Exercise aim → An exact copy of all the data, minus the images, is required.
Raw data: Begin
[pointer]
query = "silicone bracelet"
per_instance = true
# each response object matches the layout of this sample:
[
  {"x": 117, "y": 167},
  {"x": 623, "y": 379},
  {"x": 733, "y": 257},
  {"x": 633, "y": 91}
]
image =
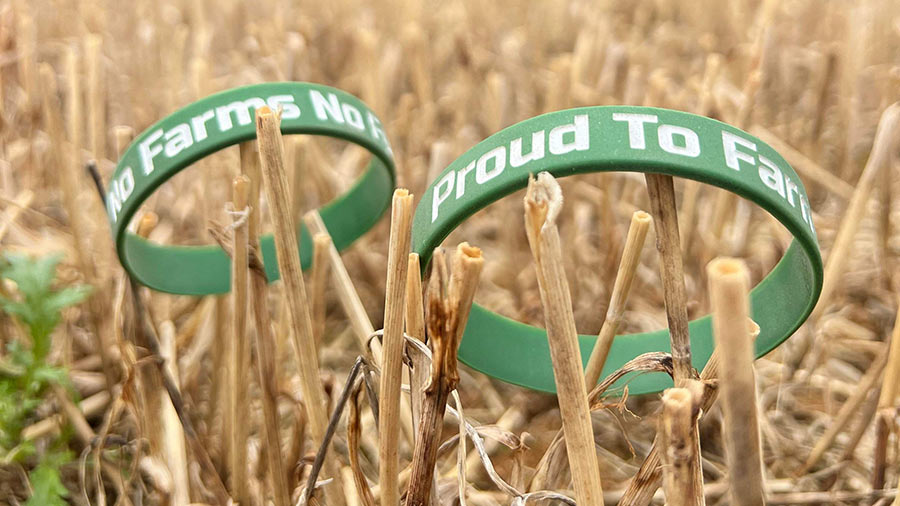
Raw data: End
Response to this exercise →
[pointer]
query = "silicone bracelet"
per_instance = true
# each response object matches the layout of this sample:
[
  {"x": 117, "y": 167},
  {"x": 623, "y": 379},
  {"x": 733, "y": 257},
  {"x": 633, "y": 91}
]
image =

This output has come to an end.